* [SET OF TASKS]:
1. In the review of Heroes of High Favor: Half-Orcs, which existing skill is given an extensive retooling with an eye towards breeding?
2. Carry on the review of Heroes of High Favor: Half-Orcs from its last sentence.

* [PAGE]:
......
Teflon Billy
Explorer
Benjamin Durbin’s Heroes of High Favor series of supplements are designed with the goal of exploring the multiclassing options open to the core PC races in D&D (There are published booklets for Dwarves, Elves, Half-Orcs and Halflings at the time of this writing). I was going to review my old, battered, well-used and well-loved copy of HoHF: Dwarves; but at the request of the author, I’ve decided to instead take a look at HoHF: Half Orcs.
Brave, Mr. Durbin, brave…leading the reviewer away from a product you know he loves and toward an unknown quantity.
Right off the bat I’ll say simply that this is good stuff. Most of the facets of HoHF
warves that I liked are still present; Good art, nice format (small, handy and dense with goodies) and above all, the author’s personal take on the idea of game balance.
First off are the New Feats, and they are a reasonably good bunch for the most part; concentrating on making use of Barbarian Rage ability in new and exciting ways, exploring Totemic Magic (primitive personal identification with a local breed of beast and Tribal Foci (benefits gleaned from an upbringing in a more-organized-than-average Orc tribe). The Rage feats are the most interesting here (bending and twisting the fairly vanilla “Barbarian Rage” ability into myriad new forms…all of which seem decently balanced). The Totem/Tribal ones are really little more than free Skill Modifiers for following certain feat progressions, though it must be said they would make great “regional identifiers” for a homebrew campaign world.
Next are Skills, or rather new uses for already existing skills. Handle Animal is given an extensive retooling with an eye towards breeding. It’s a very workable system that I am assured (by a longtime friend with a background in 4H) is remarkably true-to-life given its simplicity. Intimidate is expanded a bit, and beefed up with actual, mechanical game effects (not that useful since 3.5E actually gave some mechanical effects to the Intimidate skill, but wildly useful when all we had to go on was 3E’s “Can affect NPC behavior” vagaries to go on). Wilderness Lore nicely comes into its own, with rules given for cutting game, harvesting poisons, curing hides and (interestingly) separating magical parts of game animals from the carcass.
As HoHF: Dwarves before it though, the real value in the Skills section is the expansion of the Craft skill (though unlike the Dwarf book, most of the Craft section here deals with the PC’s producing really cheap crap quickly. This, while very much in the character of the Half-Orc Barbarians on which the book focuses, is of somewhat limited utility to most players with whom I have crossed paths.
......
* [MATERIAL SUPPLIED]:

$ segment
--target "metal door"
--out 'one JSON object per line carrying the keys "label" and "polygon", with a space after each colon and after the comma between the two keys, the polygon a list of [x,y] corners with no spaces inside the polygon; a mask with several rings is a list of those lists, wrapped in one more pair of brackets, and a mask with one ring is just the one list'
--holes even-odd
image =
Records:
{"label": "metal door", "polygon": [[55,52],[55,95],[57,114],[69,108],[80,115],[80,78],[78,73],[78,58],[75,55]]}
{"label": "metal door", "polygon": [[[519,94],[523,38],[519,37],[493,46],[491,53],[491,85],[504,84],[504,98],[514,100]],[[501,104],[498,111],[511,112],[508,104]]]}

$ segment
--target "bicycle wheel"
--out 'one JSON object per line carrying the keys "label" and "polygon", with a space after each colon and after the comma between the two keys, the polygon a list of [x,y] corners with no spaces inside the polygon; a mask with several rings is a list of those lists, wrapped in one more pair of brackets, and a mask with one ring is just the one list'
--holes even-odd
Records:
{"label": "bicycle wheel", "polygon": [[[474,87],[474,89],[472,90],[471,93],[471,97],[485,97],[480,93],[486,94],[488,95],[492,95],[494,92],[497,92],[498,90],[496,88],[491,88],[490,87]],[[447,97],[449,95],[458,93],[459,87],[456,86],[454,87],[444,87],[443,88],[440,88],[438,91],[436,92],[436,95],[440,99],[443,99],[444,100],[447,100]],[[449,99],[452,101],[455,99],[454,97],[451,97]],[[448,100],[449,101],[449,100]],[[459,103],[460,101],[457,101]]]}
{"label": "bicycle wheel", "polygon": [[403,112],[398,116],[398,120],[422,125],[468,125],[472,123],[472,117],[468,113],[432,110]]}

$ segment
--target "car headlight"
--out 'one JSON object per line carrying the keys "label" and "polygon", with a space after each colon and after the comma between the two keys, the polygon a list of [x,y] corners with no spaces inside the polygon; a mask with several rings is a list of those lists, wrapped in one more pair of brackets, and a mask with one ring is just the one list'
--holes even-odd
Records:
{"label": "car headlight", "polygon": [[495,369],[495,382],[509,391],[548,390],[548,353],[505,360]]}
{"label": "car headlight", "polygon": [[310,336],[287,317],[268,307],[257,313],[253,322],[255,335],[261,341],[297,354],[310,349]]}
......
* [EXPECTED ANSWERS]:
1. Handle Animal

2.
The Prestige classes come next, and for the most part I love them…not just because I think they are well realized, but because (unlike most prestige class supplements in print thus far) the author actually appears to share my feelings on game balance! Most “options for players” books I’ve come across are all about the power creep; mechanical options to make the players more numerically effective in their chosen fields than the core rules would otherwise allow. HoHF: Half-Orcs (and HoHF: Dwarves before it) both hew much closer to the design concept I prefer: that new classes should not be measurably more powerful than core classes, just different. In short, HoHF:Half-Orcs is filled with ideas rather than power-ups, and for the most part the ideas are sound (shoehorn fits like the Fervent Antagonist—a Barbarian /Paladin—notwithstanding).
If I have a serious criticism of the work it’s that it comes a lot closer to being HoHF: Orcs rather than HoHF: Half-Orcs. There is precious little in the book concerning the human side of being a Half-Orc, or indeed, anything other than being a slavering, savage berserker; but the introduction to the book, with it’s caveat “…if your desire is to play a troubled Half-Orc orphan desperate to escape his barbaric heritage, you should look elsewhere. This book is for players who wish to walk the path of the iconic barbarian: savage, fearless, relentless, and full of rage and fury…” shows at least that this was a design choice and not merely an oversight.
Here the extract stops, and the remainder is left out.